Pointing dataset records
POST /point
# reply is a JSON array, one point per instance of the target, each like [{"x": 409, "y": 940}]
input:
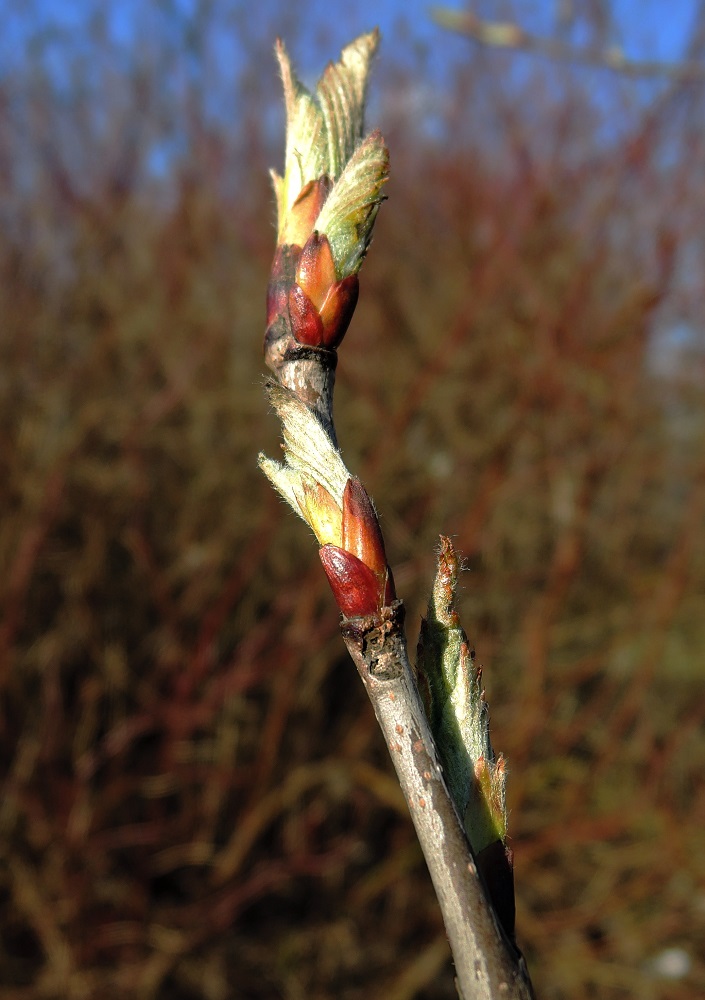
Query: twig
[
  {"x": 486, "y": 964},
  {"x": 327, "y": 202}
]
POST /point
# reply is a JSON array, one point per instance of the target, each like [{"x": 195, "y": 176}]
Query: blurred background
[{"x": 196, "y": 802}]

Given request: Rewrite the listing above with every "target" renamed to "object" and everything else left as it is. Omit the pictures from your version.

Exercise output:
POST /point
# reply is a JSON array, one point per instance of the object, each like [{"x": 409, "y": 940}]
input:
Query: twig
[
  {"x": 486, "y": 964},
  {"x": 327, "y": 202}
]
POST /point
# reply is a JSON array, one point per instance of the object, each like [{"x": 195, "y": 176}]
Query: blurred background
[{"x": 196, "y": 802}]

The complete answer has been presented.